Stored items
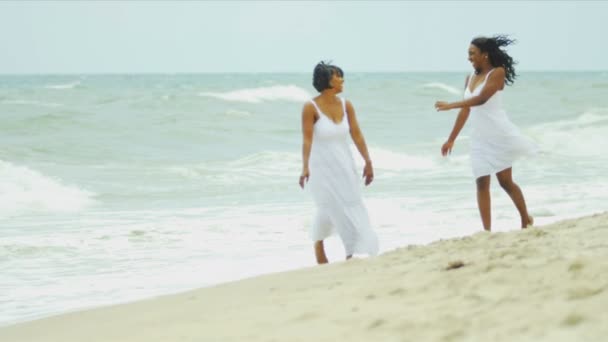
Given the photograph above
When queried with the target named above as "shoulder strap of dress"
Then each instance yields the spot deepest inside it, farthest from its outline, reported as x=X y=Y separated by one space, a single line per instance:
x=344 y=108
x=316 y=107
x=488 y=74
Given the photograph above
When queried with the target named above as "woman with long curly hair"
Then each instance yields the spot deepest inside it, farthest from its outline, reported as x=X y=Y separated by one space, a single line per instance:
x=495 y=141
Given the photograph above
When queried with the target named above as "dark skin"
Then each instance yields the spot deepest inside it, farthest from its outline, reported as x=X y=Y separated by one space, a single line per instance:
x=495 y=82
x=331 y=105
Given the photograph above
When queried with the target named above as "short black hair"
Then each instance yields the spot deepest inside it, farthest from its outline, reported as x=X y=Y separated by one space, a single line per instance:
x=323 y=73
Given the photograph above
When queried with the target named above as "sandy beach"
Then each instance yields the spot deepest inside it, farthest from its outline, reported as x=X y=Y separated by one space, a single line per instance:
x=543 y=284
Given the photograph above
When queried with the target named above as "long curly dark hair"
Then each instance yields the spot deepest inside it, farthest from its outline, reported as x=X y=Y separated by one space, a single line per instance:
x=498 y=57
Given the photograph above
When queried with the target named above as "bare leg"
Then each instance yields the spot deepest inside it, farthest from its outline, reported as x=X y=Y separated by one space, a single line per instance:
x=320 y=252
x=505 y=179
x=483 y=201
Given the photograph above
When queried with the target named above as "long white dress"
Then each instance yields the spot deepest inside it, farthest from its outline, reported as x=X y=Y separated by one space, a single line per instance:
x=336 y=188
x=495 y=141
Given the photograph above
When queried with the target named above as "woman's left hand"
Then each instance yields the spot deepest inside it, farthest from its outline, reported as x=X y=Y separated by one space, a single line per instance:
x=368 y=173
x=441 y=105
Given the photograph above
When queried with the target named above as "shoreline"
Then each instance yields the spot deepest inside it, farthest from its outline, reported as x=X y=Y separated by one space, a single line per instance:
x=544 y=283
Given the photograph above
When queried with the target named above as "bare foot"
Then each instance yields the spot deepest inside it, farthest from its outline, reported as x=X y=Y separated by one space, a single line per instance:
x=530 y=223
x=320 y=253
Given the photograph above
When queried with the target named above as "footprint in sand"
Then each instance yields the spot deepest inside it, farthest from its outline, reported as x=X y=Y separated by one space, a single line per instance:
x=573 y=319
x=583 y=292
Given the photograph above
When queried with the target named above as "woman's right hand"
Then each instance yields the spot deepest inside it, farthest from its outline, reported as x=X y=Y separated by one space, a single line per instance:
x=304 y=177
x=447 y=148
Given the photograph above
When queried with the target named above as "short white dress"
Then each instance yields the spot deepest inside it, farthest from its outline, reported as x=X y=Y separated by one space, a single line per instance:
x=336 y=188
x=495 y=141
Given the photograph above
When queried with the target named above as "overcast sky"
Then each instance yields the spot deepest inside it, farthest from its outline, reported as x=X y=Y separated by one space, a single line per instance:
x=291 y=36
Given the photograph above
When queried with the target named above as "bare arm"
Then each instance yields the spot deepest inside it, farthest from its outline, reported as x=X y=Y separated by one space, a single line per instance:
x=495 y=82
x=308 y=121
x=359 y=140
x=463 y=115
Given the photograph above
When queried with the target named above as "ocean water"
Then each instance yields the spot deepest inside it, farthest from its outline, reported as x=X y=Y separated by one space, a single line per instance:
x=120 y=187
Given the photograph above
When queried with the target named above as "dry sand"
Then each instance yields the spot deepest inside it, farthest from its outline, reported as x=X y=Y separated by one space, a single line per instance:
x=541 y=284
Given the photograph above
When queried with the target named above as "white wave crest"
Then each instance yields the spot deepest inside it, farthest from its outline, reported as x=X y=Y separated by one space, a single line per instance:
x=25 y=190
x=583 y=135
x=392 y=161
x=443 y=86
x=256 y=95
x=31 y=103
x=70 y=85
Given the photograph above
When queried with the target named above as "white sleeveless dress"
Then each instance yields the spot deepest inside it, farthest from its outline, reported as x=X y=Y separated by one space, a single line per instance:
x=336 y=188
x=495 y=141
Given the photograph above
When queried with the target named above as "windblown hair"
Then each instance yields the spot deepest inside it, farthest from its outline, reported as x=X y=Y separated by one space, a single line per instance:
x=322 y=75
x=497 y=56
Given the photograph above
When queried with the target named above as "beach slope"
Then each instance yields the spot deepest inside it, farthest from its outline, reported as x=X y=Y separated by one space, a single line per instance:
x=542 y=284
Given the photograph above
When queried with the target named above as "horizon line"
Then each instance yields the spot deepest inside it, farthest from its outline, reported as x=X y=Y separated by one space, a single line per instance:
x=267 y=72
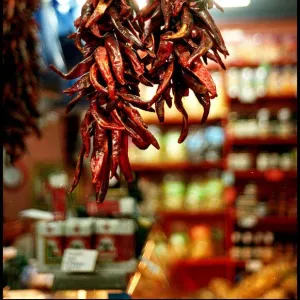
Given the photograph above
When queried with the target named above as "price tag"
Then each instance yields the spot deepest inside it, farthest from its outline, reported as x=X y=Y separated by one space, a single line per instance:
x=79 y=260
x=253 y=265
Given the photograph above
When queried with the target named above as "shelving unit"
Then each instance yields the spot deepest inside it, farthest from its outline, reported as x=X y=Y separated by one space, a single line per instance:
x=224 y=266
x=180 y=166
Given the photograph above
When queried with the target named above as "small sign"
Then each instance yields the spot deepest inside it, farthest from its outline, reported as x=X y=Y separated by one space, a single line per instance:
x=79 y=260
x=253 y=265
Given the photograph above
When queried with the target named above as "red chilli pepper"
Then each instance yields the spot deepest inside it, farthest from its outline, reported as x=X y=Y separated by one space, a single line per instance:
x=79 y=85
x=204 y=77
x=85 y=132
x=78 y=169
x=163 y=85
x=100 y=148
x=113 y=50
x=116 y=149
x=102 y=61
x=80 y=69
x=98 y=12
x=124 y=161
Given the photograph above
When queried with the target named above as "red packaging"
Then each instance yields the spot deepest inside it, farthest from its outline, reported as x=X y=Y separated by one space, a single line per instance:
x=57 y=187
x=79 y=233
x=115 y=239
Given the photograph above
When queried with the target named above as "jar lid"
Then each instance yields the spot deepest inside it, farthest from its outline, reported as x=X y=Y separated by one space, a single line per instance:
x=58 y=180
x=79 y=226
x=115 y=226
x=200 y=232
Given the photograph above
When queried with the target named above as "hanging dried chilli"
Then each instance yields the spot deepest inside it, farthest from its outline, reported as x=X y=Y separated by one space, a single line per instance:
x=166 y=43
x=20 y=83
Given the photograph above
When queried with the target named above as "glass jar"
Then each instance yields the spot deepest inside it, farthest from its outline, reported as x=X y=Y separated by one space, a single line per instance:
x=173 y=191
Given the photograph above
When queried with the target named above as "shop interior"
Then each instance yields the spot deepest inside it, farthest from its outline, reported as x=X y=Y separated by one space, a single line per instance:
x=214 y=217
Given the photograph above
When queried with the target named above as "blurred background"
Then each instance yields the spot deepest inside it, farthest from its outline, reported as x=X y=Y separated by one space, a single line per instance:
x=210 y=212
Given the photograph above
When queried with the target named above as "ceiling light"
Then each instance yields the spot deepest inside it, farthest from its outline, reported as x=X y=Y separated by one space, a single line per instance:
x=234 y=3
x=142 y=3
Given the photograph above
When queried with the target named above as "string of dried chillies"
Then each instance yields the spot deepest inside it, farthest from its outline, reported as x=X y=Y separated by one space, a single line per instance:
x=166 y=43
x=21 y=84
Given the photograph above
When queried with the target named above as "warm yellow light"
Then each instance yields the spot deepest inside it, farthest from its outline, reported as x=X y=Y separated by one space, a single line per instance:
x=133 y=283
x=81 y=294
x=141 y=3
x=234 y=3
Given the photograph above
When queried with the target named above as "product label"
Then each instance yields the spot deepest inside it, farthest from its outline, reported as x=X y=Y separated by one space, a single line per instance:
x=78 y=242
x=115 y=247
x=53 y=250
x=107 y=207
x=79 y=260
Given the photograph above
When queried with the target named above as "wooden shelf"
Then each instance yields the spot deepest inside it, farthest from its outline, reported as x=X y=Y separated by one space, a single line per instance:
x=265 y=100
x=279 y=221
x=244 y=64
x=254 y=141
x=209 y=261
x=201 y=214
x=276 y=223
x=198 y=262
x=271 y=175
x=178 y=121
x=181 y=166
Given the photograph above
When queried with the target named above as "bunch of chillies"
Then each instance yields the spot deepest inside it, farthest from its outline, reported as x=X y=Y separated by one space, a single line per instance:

▶ _Work to do_: Rewrite the lines of the listing from its start through the line containing "x=331 y=105", requests included, and multiply every x and y coordinate in the answers by 0.65, rounding to whole numbers with halves rounded up. Leave the pictures out of your answer.

▶ _Task response_:
Given the photograph above
When queried with the target named above as "shoulder strap of dress"
Then each instance yields the spot deepest inside it, farthest from its outline, reported as x=X y=Y separated by one space, a single line per instance:
x=224 y=70
x=205 y=70
x=317 y=48
Given the photograph above
When queried with the target named above as "woman with long curly hair"
Then each instance yields the spot deepest inside it, farthest from its outline, reported as x=X y=Y separated by one space, a single line per instance:
x=322 y=92
Given the photograph above
When queried with the target named above as "dark skin"
Then each instance yields the spot deepest inside it, farthest from its outline, reported as x=X y=Y separated by one space, a single line per instance:
x=322 y=53
x=215 y=68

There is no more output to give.